→ Directions: An exact transcript of the records is what this task asks for.

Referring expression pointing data

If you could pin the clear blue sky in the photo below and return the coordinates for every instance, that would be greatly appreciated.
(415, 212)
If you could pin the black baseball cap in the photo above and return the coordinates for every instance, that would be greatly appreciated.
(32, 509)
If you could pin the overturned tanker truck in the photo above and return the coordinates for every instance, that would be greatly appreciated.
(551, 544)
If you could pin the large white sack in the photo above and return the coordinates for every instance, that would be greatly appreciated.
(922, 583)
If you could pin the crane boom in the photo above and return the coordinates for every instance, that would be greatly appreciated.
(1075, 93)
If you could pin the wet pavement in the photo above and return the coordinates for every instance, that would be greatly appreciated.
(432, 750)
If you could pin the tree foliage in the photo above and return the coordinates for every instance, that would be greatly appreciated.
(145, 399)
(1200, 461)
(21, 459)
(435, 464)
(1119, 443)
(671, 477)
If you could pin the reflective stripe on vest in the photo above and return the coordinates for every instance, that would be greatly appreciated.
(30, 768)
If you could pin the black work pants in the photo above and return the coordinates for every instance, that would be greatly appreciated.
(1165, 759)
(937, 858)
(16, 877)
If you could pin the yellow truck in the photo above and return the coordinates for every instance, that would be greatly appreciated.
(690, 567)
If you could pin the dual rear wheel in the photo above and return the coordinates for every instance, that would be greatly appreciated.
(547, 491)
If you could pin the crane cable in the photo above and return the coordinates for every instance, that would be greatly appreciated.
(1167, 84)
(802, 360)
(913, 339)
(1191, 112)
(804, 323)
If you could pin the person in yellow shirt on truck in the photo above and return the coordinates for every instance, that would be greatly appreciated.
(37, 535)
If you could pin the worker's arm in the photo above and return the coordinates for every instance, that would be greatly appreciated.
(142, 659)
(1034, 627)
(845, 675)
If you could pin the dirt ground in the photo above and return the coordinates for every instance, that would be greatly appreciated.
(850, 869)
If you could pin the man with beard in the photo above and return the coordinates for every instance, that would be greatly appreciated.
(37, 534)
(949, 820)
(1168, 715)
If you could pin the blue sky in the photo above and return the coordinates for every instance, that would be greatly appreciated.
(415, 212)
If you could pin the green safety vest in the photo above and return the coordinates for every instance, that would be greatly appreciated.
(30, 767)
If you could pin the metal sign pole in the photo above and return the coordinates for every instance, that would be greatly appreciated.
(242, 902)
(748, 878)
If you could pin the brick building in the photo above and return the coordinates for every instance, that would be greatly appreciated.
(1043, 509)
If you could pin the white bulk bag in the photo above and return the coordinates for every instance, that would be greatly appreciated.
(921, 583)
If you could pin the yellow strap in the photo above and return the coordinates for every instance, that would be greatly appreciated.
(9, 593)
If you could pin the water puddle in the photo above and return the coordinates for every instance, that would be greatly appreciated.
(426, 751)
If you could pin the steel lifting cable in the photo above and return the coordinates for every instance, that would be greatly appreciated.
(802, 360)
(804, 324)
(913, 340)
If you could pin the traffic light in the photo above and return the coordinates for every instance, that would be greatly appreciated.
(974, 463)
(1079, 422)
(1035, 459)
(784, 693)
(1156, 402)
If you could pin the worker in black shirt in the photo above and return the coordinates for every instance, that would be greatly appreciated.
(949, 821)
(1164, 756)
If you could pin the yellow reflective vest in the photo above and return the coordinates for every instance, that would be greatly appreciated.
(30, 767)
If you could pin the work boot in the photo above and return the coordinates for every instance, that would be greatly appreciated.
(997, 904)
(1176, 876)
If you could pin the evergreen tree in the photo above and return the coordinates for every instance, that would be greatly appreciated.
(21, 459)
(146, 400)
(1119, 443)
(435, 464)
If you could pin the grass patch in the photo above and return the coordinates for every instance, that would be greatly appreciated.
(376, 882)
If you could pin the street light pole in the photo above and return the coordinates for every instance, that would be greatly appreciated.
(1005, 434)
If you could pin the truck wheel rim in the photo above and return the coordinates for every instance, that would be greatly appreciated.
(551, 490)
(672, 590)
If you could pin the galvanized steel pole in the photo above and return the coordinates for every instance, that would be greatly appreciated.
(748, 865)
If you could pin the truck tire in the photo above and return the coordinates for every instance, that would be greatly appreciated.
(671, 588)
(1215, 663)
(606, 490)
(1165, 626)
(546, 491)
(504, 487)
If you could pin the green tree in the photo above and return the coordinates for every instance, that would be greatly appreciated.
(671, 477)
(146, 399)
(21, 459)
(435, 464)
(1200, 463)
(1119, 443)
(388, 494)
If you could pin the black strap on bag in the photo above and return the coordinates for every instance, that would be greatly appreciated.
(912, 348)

→ Reply:
If you could pin the clear blue sky in the photo below and return the coordinates for every instance, that would be greatly appreciated.
(415, 212)
If you could pin the black baseball cap in the photo above and return the coordinates for every instance, that would be greatly appreciated.
(32, 509)
If you could pin the overturned tanker truck in the photo above and return the coordinates for every instance, that would be greatly appreciated.
(551, 544)
If you could pin the large white sack in the photo above and return the coordinates for every instance, that would be greatly appreciated.
(922, 583)
If you could pin the crane boom in the photo above and return the coordinates for every instance, that would be greatly appreciated.
(1075, 93)
If you could pin the wet pavement in the photo above and return the coordinates for every instance, that would be greatly appreciated.
(432, 750)
If you could pin the tree foliage in the photo above and return the coordinates for every instance, that would be greatly appreciated.
(145, 399)
(1200, 461)
(21, 459)
(435, 464)
(1119, 443)
(671, 477)
If you could pin the reflective stripe on vest in the photo above and return the coordinates for every instance, that would be greatly appreciated.
(30, 768)
If you could pin the black work pants in the photo above and return the coordinates for every instance, that would be greatly appreciated.
(1165, 759)
(937, 858)
(16, 877)
If you could pin the yellow truck in the photo above and return the coordinates for every instance, that would be greatly appreciated.
(690, 567)
If you could pin the dual rear wheel in the photo above and return the coordinates for every instance, that would be greatly appreciated.
(547, 491)
If you could pin the crane cable in the photo above and return the coordinates for every instance, that would be greatly appreciated.
(1167, 84)
(802, 360)
(913, 339)
(1191, 112)
(804, 323)
If you could pin the person in yellow shirt on truck in the photo above and return the coordinates for every instance, that would be greatly appreciated.
(37, 535)
If you could pin the worker's arm in the photo above and return the coordinates for every instance, that would be greatly appreciated.
(142, 659)
(1034, 627)
(845, 675)
If you could pin the dirt ground in the photo above and return the coordinates for every instance, that would be greatly appreciated.
(850, 869)
If you could pin the man with beard in the photo above and return the coordinates for every instance, that would be greatly appreciated.
(37, 534)
(949, 820)
(1168, 715)
If you could pin the blue sky in the photo above and return the coordinates for every instance, that would be greatly appreciated.
(415, 212)
If you could pin the green safety vest in the photo above and return the coordinates for every instance, that would be greatly appreciated.
(30, 767)
If you could pin the metal sign pole in the photo above and return the coordinates for every instance, that would be greatly appreciated.
(242, 902)
(748, 878)
If you could pin the brick building in the photo above and return the coordinates for every instance, that would be greatly appreciated.
(1043, 509)
If you could pin the white bulk bag in the photo above and return the coordinates for every instance, that would be greatly appreciated.
(921, 583)
If you could pin the yellow strap in the photo above and return the coordinates for every instance, that would be greatly appreciated.
(9, 593)
If you could pin the water puddle in the photo above and return the coordinates for every instance, that would be greatly appreciated.
(426, 751)
If you could pin the steel lifting cable in the photo above and return the coordinates for every instance, that would be greatly appreciated.
(802, 360)
(804, 324)
(913, 340)
If you could pin the traffic light in the photo above and return the coordinates for every instance, that would be greatly appreciated.
(974, 463)
(1079, 422)
(1035, 459)
(784, 693)
(1156, 402)
If you could pin the worker in black shirt in the photo above and return the coordinates for every instance, that would be greatly appreciated.
(949, 821)
(1164, 756)
If you could pin the yellow reflective vest in the photo above and return the coordinates for every instance, that would be greatly appreciated.
(30, 767)
If you could pin the work boot in the photo above and return the coordinates for every instance, that would be greatly appreciated.
(997, 904)
(1176, 876)
If you could pin the evergreen tree in the photo above and return the coordinates for every instance, that would be greatly appreciated.
(21, 459)
(146, 400)
(1119, 443)
(435, 464)
If you could pin the grass patch in the photo above and return the coordinates for every instance, that would be greatly appreciated.
(376, 882)
If you could pin the street light pole in the photo above and return the coordinates for every instance, that would be greatly appreciated.
(1005, 434)
If you could pin the truck wheel rim in the photo above and return the coordinates for every instance, that would be greatly appreciated.
(551, 490)
(672, 590)
If you could pin the galvanized steel pole in the photo above and return the coordinates for every instance, that would be greatly appreciated.
(748, 865)
If you could pin the truck tire in the photo above and return the coordinates for every instance, that would be greatly appreciated.
(671, 588)
(1215, 663)
(606, 490)
(1165, 626)
(546, 491)
(504, 487)
If you could pin the green tree in the photo above and return the coordinates for every instance, that would be greatly appreciated.
(671, 477)
(146, 399)
(21, 459)
(435, 464)
(1200, 463)
(1119, 443)
(388, 494)
If you could pin the black strap on bag in the photo above and return the coordinates for every instance, that would be greatly appreciated.
(912, 348)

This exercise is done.